> _Activity_: Each line of the material below with the word "dark" is to be reported.

> _Data supplied_:
——

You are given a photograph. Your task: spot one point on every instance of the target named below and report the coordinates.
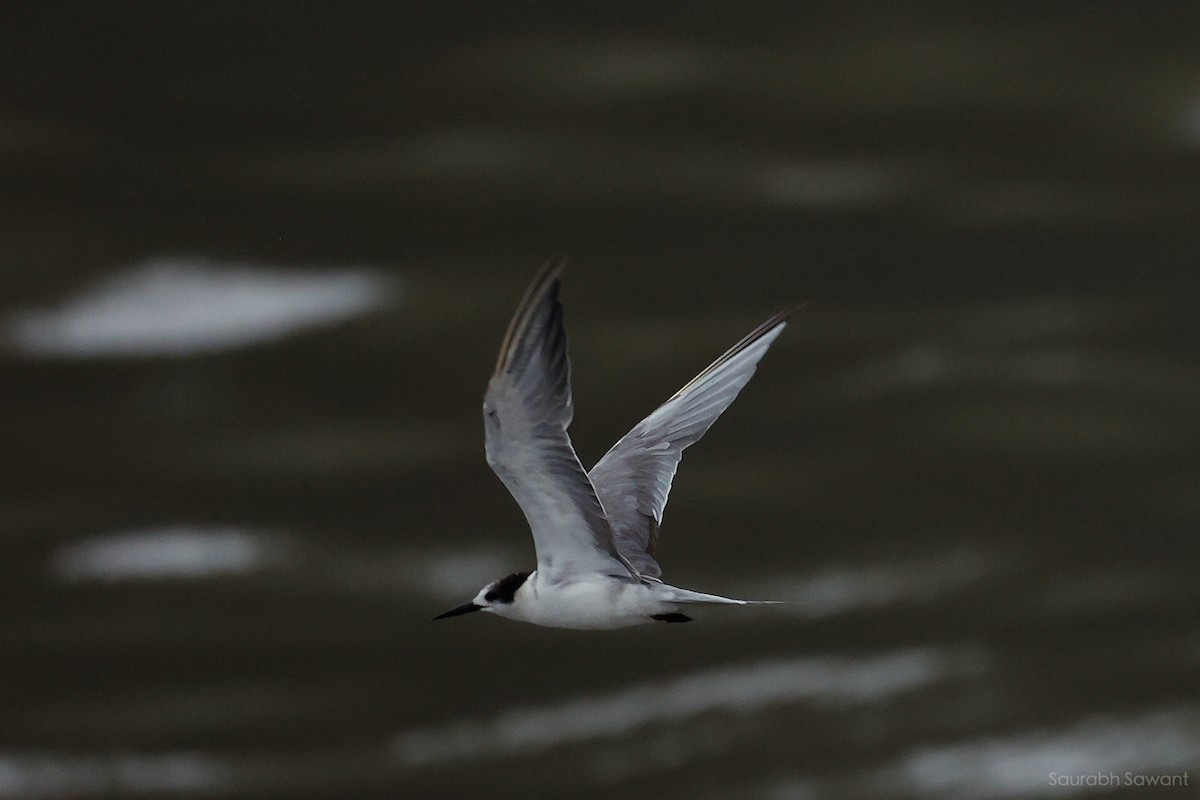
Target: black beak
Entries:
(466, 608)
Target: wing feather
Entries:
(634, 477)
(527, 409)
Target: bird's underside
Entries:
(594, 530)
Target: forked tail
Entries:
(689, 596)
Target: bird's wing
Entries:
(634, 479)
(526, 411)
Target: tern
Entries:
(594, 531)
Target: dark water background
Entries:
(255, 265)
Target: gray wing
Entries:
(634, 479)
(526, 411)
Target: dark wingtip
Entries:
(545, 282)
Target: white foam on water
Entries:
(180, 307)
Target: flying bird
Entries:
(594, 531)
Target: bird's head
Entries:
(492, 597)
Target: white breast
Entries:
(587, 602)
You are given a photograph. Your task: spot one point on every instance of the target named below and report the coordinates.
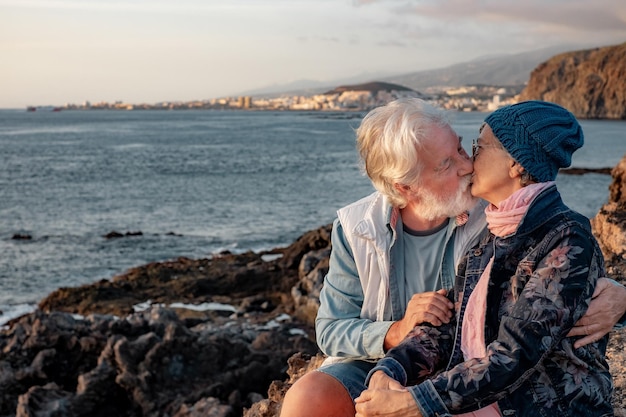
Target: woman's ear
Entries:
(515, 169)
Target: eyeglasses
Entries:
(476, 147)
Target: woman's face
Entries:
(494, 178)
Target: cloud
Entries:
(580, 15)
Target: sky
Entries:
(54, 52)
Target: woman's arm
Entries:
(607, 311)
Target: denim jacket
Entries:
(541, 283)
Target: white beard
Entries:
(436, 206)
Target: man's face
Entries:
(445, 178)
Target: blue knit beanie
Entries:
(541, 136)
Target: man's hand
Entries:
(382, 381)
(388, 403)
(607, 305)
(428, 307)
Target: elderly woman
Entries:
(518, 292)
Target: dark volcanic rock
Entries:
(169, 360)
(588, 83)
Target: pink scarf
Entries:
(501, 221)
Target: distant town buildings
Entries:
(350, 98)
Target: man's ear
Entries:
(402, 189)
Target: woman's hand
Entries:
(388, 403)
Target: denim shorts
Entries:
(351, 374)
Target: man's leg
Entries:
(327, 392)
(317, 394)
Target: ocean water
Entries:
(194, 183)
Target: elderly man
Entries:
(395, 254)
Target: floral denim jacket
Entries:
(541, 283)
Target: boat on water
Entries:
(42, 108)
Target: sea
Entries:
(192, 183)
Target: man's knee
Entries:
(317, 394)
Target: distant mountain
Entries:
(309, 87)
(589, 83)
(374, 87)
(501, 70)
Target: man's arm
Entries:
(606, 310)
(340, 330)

——

> _Exercise response_:
Target: dark water background
Target: dark wingtip
Target: dark volcanic rock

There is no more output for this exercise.